● Given text:
▽

UTAH: Deal reached on Medicaid expansion!!

Hat Tip To: 
Dan Diamond

A shout-out to Dan Diamond for this unexpected Friday evening heads' up:

Breakthrough — Utah GOP leaders reach a deal on Medicaid expansion

Republican leaders have agreed to a broad, conceptual framework for expanding Medicaid to insure tens of thousands of low-income Utahns with a plan that would call on medical providers to pay for the new health coverage.

The so-called Gang of Six — Gov. Gary Herbert, Lt. Gov. Spencer Cox, Senate President Wayne Niederhauser, House Speaker Greg Hughes, House Majority Leader Jim Dunnigan and Sen. Brian Shiozawa — huddled this week constructing the skeleton of a new Medicaid plan to replace the governor's Healthy Utah and the House's Utah Cares proposals.

On Friday, they announced their agreement, saying it was sustainable and would protect other key areas of the budget.

YUP, this comes immediately after yesterday's surprise news out of Alaska, where the former-Republican-turned-Independent Governor Bill Walker finally grew tired of the GOP state legislature jerking everyone around and announced that he's going through with it via executive order.

According to Diamond (and the article), it sounds like Utah's version of ACA Medicaid expansion would be similar to Arkansas' "private option" program:

Sources familiar with the conceptual agreement say it would require hospitals, doctors and pharmaceutical companies to help pay for the expanded coverage, possibly through a new tax. That money then would cover those Utahns living above the poverty level and unable to qualify for traditional Medicaid.

...The state then would tap the Medicaid funds to provide subsidized private health care coverage to as many as 126,500 Utahns who fall into what is known as the Medicaid gap.

But the tentative agreement is still preliminary with many moving parts. It would:

• Still require the state to get waivers from the U.S. Department of Health and Human Services to implement the program.

• Require at last some measure of buy-in from hospitals, doctors and pharmaceutical companies.

• Need to win the approval of the Legislature, particularly the House, which last session resoundingly defeated Herbert's similar Healthy Utah plan.

What's really interesting here is that just like the news just announced in Alaska, where the Medicaid Gap estimate from the Kaiser Family Foundation was much lower than the number being thrown around by state officials (KFF: 10.5K vs. 40K claimed by the state), KFF is claiming only 30,000 in the Utah Gap vs. the 126.5K claimed in the article.

So far, that's 126,000 more people in the Medicaid Gap than KFF has estimated. I have no idea which estimates are more accurate, but either way this is great news! The Utah deal may still have some hoops to jump through, but assuming it goes through, that's 2 more states crossed off the list in as many days!

△

Name each member of the so-called Gang of Six in the Utah Medicaid expansion article, along with the title the article gives that member. The rows that come next are drawn from a separate source.

● Source data:
▽

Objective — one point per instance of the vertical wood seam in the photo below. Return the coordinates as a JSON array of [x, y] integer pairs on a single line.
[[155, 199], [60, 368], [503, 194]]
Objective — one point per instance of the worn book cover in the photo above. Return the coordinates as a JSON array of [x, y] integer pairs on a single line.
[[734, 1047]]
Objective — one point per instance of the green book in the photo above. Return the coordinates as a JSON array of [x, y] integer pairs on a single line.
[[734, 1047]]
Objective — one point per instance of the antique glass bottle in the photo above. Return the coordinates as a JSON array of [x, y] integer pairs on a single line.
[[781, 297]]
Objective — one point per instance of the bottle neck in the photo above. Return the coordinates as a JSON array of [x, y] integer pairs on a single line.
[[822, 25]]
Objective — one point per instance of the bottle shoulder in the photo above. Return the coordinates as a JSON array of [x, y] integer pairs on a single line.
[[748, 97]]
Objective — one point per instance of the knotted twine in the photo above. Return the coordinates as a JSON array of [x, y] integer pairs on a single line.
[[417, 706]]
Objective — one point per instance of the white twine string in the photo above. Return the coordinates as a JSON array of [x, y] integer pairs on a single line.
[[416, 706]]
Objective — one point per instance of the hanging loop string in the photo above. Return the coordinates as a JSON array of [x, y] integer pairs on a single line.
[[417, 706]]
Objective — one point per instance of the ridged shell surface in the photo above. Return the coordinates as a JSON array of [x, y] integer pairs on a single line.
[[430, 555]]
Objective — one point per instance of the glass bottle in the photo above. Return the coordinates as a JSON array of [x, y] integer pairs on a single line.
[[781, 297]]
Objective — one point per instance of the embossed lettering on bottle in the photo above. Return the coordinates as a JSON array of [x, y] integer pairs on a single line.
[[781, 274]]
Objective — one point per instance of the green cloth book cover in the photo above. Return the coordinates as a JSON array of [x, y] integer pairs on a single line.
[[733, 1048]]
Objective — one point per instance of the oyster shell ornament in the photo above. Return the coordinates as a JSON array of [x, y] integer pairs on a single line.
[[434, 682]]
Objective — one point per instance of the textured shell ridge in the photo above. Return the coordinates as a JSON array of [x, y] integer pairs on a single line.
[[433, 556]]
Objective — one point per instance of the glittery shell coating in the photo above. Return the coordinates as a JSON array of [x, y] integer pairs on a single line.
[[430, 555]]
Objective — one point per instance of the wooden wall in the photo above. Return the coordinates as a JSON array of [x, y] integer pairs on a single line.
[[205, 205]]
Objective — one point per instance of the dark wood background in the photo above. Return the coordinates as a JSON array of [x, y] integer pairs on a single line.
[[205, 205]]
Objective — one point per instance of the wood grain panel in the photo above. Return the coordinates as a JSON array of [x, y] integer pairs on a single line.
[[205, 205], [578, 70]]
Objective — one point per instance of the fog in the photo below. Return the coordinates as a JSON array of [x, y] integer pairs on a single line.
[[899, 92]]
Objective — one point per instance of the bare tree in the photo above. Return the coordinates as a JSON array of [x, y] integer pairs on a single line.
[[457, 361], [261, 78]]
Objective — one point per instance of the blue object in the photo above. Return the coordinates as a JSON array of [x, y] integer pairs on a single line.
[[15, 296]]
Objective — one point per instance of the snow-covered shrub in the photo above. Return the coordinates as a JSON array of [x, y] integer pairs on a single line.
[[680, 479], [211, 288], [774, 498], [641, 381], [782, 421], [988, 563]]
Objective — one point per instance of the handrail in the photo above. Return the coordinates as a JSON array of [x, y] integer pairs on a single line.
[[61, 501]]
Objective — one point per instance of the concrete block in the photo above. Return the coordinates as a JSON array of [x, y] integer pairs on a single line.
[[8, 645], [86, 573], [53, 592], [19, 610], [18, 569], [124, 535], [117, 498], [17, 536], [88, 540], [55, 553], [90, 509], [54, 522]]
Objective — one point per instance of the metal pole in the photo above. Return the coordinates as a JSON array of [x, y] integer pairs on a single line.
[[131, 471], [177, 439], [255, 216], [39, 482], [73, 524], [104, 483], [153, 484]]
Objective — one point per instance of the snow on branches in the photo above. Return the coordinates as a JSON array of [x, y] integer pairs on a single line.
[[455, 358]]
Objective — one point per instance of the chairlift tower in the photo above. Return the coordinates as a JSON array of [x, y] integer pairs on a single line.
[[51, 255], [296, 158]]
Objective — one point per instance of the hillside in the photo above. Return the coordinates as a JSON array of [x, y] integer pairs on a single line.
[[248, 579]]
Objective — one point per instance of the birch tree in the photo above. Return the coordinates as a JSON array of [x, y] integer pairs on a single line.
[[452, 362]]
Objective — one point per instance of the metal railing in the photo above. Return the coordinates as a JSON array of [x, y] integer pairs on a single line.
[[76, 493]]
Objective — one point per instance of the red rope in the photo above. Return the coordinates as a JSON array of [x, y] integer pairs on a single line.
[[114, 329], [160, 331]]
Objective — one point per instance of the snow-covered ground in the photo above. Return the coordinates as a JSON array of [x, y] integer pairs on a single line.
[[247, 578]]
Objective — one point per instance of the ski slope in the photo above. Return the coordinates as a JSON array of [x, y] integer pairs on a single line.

△

● Output of the task:
- Gov. Gary Herbert
- Lt. Gov. Spencer Cox
- Senate President Wayne Niederhauser
- House Speaker Greg Hughes
- House Majority Leader Jim Dunnigan
- Sen. Brian Shiozawa